What needs to be done:
Resume the mailing-list reply about benchmarking Python VMs, writing on from its final sentence.

Document:

·····

On Tue, Dec 1, 2015 at 6:36 AM, Maciej Fijalkowski <fijall@gmail.com> wrote:
Hi

Thanks for doing the work! I'm on of the pypy devs and I'm very
interested in seeing this getting somewhere. I must say I struggle to
read the graph - is red good or is red bad for example?

I'm keen to help you getting anything you want to run it repeatedly.

PS. The intel stuff runs one benchmark in a very questionable manner,
so let's maybe not rely on it too much.

​Hi Maciej,

Great, it'd be awesome having data on multiple Python VMs (my latest target is really having a way to compare across multiple VMs/versions easily and help each implementation keep a focus on performance). Ideally, a single, dedicated machine could be used just to run the benchmarks from multiple VMs (one less variable to take into account for comparisons later on, as I'm not sure it'd be reliable to normalize benchmark data from different machines -- it seems Zach was the one to contact from that, but if there's such a machine already being used to run PyPy, maybe it could be extended to run other VMs too?).

·····

Entries shown:
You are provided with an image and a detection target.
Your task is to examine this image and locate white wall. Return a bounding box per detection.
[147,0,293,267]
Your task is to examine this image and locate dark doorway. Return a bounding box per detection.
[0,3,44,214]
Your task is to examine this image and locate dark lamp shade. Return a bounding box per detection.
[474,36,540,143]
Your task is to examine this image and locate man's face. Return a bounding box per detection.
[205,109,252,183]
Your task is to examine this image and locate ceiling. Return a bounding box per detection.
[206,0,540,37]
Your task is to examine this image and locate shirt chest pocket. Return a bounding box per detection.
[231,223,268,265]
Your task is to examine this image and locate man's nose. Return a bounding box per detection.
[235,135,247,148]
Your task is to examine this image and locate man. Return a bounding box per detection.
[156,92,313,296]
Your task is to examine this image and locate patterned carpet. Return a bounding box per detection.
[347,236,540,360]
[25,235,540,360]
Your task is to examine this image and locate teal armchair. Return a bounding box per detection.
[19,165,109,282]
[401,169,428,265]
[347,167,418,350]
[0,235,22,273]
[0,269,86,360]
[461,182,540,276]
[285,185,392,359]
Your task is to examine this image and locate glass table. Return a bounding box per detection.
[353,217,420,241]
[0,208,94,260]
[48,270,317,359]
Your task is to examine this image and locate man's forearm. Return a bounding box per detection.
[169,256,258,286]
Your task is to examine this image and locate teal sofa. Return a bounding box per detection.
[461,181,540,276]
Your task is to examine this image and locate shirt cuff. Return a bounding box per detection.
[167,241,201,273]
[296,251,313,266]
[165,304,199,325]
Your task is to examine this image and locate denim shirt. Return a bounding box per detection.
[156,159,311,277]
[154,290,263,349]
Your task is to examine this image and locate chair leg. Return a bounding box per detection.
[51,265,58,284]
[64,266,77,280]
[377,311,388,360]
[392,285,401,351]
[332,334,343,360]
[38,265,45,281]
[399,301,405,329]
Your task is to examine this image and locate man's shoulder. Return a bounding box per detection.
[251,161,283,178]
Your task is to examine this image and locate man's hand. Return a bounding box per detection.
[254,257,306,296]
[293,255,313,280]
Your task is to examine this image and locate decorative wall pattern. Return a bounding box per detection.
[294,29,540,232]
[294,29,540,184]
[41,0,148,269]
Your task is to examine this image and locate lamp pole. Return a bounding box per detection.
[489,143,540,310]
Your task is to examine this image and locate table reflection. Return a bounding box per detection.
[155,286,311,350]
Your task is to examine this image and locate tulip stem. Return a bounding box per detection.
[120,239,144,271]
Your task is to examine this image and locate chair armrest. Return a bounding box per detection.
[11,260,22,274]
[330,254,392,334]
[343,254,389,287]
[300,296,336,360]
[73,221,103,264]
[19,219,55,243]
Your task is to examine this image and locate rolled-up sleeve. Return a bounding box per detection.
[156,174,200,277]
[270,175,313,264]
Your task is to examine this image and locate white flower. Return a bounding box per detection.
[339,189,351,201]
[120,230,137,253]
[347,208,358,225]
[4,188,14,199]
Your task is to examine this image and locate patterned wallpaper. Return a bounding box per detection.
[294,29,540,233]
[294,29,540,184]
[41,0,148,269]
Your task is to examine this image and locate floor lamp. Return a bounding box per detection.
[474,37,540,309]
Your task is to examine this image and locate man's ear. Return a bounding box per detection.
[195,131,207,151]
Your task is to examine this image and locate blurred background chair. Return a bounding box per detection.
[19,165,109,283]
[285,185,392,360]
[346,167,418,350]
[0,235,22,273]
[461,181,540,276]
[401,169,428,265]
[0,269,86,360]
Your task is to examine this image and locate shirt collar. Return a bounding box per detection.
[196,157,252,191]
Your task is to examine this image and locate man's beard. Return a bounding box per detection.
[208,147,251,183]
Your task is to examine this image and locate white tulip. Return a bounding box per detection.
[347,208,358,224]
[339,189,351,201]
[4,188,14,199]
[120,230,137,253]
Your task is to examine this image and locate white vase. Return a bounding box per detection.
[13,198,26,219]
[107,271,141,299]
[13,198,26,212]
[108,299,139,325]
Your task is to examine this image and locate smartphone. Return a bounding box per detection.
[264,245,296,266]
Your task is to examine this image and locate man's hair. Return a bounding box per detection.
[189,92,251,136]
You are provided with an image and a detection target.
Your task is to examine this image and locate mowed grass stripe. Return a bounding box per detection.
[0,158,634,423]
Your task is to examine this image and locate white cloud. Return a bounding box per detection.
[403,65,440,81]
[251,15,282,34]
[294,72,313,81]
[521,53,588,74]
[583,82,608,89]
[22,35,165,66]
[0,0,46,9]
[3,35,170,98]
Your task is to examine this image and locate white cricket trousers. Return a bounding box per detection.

·····

Written response:
As for the graph, it should be easy to customize (and I'm open to suggestions). In the case, as it is, red is slower and blue is faster (so, for instance in https://www.speedtin.com/reports/1_CPython27x_Performance_Over_Time,  the fastest CPython version overall was 2.7.3 -- and 2.7.1 was the baseline). I've updated the comments to make it clearer (and changed the second graph to compare the latest against the fastest version (2.7.rc11 vs 2.7.3) for the individual benchmarks.

Best Regards,

Fabio

 

On Mon, Nov 30, 2015 at 3:52 PM, R. David Murray <rdmurray@bitdance.com> wrote:
> On Mon, 30 Nov 2015 09:02:12 -0200, Fabio Zadrozny <fabiofz@gmail.com> wrote:
>> Note that uploading the data to SpeedTin should be pretty straightforward
>> (by using https://github.com/fabioz/pyspeedtin, so, the main issue would be
>> setting up o machine to run the benchmarks).
>
> Thanks, but Zach almost has this working using codespeed (he's still
> waiting on a review from infrastructure, I think).  The server was not in
> fact running; a large part of what Zach did was to get that server set up.
> I don't know what it would take to export the data to another consumer,
> but if you want to work on that I'm guessing there would be no objection.
> And I'm sure there would be no objection if you want to get involved
> in maintaining the benchmark server!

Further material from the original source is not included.